== Work request ==
Gather every line in the items below that contains the string "clicks", and copy each one out. Case counts.

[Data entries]
◇ ◇ ◇
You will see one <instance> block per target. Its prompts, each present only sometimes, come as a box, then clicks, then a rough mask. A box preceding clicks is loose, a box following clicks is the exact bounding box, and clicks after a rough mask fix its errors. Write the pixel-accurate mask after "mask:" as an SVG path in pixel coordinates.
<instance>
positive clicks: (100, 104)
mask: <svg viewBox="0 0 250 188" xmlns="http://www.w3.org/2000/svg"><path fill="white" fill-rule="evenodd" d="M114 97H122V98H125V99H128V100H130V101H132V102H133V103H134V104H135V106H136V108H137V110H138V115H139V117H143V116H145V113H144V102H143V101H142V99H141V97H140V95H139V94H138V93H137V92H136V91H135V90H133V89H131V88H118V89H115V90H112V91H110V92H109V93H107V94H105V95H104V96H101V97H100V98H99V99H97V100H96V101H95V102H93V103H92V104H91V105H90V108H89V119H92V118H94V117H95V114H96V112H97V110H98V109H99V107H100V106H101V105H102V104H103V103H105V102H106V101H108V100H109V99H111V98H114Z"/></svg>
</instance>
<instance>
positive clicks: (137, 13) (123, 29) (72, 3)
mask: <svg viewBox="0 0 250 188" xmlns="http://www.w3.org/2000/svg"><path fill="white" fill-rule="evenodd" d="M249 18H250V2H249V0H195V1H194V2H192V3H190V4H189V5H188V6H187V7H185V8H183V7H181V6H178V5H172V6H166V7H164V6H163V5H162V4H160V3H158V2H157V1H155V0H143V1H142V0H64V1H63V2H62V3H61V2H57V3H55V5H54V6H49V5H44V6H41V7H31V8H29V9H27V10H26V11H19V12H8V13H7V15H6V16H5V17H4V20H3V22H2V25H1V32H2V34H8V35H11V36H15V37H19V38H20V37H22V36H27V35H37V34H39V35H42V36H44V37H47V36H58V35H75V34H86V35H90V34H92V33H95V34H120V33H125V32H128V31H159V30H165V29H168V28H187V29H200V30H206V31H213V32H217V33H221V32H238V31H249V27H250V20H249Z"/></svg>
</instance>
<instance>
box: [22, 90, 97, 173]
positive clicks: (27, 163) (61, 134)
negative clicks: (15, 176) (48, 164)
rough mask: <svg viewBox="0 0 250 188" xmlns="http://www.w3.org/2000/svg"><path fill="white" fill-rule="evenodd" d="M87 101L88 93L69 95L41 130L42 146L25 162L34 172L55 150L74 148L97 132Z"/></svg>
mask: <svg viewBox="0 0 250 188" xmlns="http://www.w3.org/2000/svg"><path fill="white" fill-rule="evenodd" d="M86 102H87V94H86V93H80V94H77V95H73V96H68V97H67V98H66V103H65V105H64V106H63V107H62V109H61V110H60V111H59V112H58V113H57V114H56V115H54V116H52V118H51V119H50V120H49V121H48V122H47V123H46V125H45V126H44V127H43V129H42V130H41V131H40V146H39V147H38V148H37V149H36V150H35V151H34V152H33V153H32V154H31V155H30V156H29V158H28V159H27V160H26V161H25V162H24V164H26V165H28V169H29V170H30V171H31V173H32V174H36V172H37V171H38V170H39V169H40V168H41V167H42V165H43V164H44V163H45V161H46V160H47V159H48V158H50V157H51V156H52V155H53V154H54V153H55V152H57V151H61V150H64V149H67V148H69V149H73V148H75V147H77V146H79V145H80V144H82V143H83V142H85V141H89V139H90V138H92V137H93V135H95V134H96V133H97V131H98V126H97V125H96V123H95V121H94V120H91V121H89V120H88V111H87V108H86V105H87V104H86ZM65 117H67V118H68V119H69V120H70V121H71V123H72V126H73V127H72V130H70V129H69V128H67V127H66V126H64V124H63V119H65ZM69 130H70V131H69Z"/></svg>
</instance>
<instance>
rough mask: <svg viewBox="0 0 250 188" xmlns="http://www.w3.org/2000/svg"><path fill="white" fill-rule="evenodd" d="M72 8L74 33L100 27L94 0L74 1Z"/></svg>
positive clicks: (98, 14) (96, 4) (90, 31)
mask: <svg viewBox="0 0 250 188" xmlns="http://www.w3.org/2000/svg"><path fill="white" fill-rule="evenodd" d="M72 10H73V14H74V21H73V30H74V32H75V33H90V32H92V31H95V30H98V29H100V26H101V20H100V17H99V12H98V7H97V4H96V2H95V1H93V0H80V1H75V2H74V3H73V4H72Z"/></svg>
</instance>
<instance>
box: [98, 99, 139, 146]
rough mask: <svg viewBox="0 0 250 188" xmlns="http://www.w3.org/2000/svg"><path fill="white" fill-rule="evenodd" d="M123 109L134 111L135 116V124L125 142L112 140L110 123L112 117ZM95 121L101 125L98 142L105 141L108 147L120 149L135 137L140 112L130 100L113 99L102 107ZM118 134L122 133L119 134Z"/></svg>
◇ ◇ ◇
== Result of the exercise ==
You will see one <instance> block per target. Its prompts, each present only sometimes, come as a box, then clicks, then a rough mask. A box preceding clicks is loose, a box following clicks is the exact bounding box, and clicks after a rough mask fix its errors. Write the pixel-accurate mask after "mask:" as an SVG path in pixel coordinates.
positive clicks: (100, 104)
positive clicks: (137, 13) (123, 29) (72, 3)
positive clicks: (27, 163) (61, 134)
negative clicks: (15, 176) (48, 164)
positive clicks: (98, 14) (96, 4) (90, 31)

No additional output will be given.